**WHAT THE TASK REQUIRES**: From the line that includes "as in [486,188]." to the last line of the data, quote each line precisely; both boundary lines belong in the answer.
==============================
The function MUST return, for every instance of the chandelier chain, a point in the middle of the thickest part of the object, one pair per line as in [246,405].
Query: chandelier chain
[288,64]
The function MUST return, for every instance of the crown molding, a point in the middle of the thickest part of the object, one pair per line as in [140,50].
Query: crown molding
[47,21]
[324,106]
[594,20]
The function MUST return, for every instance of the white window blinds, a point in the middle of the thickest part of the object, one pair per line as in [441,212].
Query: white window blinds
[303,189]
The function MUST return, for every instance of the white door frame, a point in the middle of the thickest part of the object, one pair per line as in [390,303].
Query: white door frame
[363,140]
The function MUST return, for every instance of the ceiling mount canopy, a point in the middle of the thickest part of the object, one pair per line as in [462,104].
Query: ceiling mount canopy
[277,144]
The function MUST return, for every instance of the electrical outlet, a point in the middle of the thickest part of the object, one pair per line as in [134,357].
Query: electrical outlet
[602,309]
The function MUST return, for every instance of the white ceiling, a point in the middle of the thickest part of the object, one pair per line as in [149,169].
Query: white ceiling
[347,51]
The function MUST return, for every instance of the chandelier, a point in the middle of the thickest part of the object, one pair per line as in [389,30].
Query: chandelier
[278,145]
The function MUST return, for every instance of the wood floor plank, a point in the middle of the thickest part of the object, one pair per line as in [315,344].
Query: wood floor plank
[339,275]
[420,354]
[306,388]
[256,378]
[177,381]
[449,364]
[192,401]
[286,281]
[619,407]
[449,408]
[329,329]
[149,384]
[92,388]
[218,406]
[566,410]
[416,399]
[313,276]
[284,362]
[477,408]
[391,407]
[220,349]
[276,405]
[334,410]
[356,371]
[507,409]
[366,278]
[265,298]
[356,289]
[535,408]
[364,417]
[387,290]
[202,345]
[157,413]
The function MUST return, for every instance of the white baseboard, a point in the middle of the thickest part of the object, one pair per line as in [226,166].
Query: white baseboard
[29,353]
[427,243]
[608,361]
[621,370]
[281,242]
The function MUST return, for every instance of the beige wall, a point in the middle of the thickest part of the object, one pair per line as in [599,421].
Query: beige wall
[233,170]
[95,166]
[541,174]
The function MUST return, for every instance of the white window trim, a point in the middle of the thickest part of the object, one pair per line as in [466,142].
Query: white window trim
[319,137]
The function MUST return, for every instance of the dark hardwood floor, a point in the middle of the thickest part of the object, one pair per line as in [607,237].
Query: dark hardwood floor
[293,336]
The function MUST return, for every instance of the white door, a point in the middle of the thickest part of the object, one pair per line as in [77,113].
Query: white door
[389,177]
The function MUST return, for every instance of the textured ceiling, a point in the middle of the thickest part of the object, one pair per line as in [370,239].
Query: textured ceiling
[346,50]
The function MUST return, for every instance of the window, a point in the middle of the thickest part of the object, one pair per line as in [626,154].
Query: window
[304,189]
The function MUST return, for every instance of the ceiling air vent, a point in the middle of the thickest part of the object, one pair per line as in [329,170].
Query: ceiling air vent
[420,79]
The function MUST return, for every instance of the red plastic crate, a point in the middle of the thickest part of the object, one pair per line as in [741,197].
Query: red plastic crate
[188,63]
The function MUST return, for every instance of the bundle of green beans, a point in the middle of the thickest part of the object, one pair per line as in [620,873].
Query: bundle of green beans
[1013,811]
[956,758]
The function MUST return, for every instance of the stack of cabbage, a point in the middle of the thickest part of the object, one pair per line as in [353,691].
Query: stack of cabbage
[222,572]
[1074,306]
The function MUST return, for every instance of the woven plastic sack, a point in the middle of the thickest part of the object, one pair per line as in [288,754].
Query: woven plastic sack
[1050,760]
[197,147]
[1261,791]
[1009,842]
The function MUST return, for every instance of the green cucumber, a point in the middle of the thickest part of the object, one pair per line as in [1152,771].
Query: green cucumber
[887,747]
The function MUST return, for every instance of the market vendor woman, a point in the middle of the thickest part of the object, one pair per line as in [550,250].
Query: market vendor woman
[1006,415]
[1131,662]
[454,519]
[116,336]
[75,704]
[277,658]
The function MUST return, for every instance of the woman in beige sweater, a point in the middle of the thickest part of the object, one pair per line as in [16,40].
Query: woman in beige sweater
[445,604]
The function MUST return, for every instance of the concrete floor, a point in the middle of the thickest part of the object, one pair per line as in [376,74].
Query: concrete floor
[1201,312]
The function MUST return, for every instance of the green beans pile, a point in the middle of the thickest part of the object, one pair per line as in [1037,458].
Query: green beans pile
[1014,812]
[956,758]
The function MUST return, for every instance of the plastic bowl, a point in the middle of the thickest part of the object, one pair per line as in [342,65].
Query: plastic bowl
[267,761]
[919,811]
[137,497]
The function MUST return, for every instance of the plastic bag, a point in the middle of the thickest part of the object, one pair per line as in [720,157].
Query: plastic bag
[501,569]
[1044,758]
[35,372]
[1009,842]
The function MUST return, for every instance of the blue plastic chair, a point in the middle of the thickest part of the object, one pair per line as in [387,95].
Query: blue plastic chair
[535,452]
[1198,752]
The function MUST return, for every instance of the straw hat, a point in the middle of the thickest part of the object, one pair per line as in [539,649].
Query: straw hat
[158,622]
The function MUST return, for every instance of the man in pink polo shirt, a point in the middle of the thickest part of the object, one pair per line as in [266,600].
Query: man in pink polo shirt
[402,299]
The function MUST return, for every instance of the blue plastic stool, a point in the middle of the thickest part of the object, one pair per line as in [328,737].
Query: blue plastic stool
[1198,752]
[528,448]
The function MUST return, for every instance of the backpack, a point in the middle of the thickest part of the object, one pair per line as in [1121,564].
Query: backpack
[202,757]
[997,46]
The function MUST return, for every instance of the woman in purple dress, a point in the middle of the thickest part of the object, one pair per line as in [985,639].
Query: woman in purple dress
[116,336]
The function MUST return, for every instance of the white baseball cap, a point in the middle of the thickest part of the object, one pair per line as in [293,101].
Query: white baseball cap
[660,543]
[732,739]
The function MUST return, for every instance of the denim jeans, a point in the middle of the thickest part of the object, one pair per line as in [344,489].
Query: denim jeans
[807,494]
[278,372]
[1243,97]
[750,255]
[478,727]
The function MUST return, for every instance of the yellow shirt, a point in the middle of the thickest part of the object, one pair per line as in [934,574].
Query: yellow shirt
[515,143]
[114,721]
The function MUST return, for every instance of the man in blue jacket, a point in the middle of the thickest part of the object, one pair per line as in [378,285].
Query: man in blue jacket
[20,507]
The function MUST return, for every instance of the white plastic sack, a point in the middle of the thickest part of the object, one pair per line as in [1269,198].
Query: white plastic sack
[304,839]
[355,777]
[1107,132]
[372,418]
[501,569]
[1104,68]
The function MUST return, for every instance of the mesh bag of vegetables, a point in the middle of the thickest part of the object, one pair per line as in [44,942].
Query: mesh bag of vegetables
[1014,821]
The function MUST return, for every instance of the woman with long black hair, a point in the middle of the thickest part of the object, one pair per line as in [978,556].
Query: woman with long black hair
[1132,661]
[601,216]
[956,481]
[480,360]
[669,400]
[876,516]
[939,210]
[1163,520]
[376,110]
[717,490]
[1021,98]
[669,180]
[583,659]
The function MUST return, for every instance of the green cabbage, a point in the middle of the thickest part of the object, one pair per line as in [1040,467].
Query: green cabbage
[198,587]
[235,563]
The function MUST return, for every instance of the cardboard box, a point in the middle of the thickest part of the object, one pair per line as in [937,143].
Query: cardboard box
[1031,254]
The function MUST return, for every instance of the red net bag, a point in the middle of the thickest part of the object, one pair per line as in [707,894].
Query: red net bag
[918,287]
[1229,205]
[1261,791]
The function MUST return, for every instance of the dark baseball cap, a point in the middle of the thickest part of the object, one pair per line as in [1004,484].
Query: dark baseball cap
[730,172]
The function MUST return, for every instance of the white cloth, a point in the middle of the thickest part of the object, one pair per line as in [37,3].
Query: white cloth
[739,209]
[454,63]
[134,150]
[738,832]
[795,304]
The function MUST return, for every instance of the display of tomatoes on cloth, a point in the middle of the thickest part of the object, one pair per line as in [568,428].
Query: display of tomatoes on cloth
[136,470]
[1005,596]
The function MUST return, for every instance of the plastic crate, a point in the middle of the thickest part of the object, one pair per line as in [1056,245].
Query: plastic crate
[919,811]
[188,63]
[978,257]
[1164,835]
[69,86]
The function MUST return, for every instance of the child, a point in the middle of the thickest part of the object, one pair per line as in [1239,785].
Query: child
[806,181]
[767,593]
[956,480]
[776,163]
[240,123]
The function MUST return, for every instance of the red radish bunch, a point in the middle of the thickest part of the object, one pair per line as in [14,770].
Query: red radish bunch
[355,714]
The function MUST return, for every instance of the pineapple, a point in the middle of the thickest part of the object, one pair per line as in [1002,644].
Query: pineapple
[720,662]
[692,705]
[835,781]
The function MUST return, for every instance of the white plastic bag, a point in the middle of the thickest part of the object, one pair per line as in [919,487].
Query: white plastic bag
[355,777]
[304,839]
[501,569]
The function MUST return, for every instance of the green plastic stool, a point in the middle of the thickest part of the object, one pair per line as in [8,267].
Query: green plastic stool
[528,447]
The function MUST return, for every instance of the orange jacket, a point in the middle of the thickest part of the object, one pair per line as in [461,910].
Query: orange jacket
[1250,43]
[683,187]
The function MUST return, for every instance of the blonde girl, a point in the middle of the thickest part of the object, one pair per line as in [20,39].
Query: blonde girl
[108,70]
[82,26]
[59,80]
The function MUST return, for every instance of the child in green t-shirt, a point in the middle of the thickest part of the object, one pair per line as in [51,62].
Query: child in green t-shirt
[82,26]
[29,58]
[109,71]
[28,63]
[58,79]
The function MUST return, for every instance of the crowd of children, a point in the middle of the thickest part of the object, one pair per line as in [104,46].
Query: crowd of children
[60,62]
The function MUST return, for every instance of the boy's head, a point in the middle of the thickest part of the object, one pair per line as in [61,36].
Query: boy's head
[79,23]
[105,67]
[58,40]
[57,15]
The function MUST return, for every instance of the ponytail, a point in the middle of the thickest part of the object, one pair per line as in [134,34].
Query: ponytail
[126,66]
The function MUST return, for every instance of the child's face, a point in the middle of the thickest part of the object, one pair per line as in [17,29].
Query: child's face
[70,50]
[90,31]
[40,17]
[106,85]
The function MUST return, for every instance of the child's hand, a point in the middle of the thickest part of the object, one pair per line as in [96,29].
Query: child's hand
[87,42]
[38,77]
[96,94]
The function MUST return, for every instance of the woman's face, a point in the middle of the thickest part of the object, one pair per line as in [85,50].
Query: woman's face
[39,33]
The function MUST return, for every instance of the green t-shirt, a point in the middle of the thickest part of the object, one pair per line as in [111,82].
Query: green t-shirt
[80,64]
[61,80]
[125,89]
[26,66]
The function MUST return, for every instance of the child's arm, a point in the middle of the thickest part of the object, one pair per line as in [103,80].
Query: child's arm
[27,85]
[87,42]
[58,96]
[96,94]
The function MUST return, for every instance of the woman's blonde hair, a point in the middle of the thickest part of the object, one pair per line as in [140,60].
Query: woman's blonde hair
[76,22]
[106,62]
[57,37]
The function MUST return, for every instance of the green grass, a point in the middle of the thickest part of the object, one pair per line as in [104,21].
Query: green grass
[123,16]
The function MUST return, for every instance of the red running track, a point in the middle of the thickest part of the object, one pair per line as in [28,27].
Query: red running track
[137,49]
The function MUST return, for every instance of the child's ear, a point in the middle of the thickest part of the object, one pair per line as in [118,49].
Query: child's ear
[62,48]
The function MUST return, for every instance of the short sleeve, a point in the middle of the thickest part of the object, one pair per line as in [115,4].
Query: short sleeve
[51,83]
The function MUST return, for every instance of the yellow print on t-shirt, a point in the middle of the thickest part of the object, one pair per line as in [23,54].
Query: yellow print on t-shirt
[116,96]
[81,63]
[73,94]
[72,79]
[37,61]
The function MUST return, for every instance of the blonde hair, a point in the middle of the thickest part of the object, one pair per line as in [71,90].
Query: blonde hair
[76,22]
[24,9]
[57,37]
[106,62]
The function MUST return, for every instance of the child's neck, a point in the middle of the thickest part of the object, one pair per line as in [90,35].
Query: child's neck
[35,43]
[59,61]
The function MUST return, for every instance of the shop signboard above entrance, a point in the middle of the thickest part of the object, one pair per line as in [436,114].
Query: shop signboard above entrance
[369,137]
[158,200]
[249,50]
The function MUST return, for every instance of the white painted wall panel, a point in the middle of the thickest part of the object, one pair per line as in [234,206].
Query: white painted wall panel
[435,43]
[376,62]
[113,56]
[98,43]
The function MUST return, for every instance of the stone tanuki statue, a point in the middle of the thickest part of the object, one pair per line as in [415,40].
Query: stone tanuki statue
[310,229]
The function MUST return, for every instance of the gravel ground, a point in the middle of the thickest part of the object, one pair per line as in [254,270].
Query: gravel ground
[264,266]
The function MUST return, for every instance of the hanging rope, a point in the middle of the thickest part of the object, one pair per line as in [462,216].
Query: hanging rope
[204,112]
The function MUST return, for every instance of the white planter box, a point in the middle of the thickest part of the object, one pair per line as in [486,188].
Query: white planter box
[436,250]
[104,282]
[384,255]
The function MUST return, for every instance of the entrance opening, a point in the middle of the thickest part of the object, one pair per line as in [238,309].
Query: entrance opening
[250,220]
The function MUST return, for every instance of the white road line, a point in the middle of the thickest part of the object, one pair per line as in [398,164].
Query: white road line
==============================
**SOLUTION TO THIS PROBLEM**:
The function MUST return, for every instance of the white planter box, a point in the middle of the thickest part of the object, one pair per line as in [486,188].
Query: white planter box
[436,250]
[104,282]
[384,255]
The function MUST return, for every instance of the entrance opening, a point in the middle of the thickest part of the object, one pair per line as in [238,309].
Query: entrance opening
[250,220]
The function MUST return, for every instance of the white road line, a point in the middle of the thickest part of the object, one pair per line as in [398,164].
Query: white road line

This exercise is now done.